### KUTIPAN
□ □ □ □ □ □ □

Selanjutnya, pengakuan atas fungsi bukan hunian bagi rumah susun dalam UU 16/1985 semakin jelas pasca diundangkannya Peraturan Pemerintah Nomor 4 Tahun 1988 tentang Rumah Susun (selanjutnya disebut PP 4/1988) yang di dalamnya secara tegas mengatur rumah susun untuk hunian dan bukan hunian secara terpisah, sehingga dimungkinkan pembangunan rumah susun dalam suatu lingkungan yang digunakan sebagai bukan hunian saja. Dengan demikian, terlepas dari politik hukum serta kondisi dan situasi masyarakat pada saat UU 16/1985 dibentuk, rumah susun dengan fungsi bukan hunian seperti tempat usaha, tempat perbelanjaan, pertokoan, perkantoran, perindustrian, termasuk kondotel sebagaimana yang dimiliki oleh para Pemohon memiliki alas hukum berdasarkan UU 16/1985 dan PP 4/1988.

□ □ □ □ □ □ □

### INFORMASI DITAMPILKAN
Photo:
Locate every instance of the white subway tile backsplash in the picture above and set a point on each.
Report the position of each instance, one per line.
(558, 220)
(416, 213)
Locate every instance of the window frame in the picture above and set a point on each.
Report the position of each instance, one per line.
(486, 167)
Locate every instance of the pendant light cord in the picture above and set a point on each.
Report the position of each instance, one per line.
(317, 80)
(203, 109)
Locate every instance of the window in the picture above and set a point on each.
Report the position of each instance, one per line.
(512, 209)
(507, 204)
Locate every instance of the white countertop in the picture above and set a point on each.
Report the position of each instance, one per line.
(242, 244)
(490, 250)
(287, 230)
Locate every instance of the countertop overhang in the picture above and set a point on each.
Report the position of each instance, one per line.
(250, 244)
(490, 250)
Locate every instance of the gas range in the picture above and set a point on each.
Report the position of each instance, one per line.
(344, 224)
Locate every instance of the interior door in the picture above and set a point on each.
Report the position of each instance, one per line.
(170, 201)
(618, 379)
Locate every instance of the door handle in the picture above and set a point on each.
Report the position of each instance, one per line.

□ □ □ □ □ □ □

### DAFTAR TUGAS
1. Periksa apakah setiap pernyataan berikut sesuai dengan kutipan tentang rumah susun. Jawab ya atau tidak, lalu sertakan kata-kata penentu dari kutipan tanpa diubah.
(a) PP 4/1988 mengatur rumah susun untuk hunian dan bukan hunian secara terpisah.
(b) Kondotel tidak tergolong rumah susun dengan fungsi bukan hunian.
(c) PP 4/1988 menutup kemungkinan pembangunan rumah susun yang hanya digunakan sebagai bukan hunian.
2. Terjemahkan kalimat dari kutipan tentang rumah susun ini ke dalam bahasa Inggris: "Dengan demikian, terlepas dari politik hukum serta kondisi dan situasi masyarakat pada saat UU 16/1985 dibentuk, rumah susun dengan fungsi bukan hunian seperti tempat usaha, tempat perbelanjaan, pertokoan, perkantoran, perindustrian, termasuk kondotel sebagaimana yang dimiliki oleh para Pemohon memiliki alas hukum berdasarkan UU 16/1985 dan PP 4/1988."
Item tersebut tidak dipakai sama sekali di sini.

### JAWABAN TIAP TUGAS
1.
(a) Ya: "secara tegas mengatur rumah susun untuk hunian dan bukan hunian secara terpisah"
(b) Tidak: "rumah susun dengan fungsi bukan hunian seperti tempat usaha, tempat perbelanjaan, pertokoan, perkantoran, perindustrian, termasuk kondotel"
(c) Tidak: "sehingga dimungkinkan pembangunan rumah susun dalam suatu lingkungan yang digunakan sebagai bukan hunian saja"

2. Thus, regardless of the legal policy and the conditions and situation of society at the time UU 16/1985 was enacted, multi-story housing with non-residential functions such as business premises, shopping venues, shops, offices, and industrial facilities, including condotels such as those owned by the Petitioners, has a legal basis under UU 16/1985 and PP 4/1988.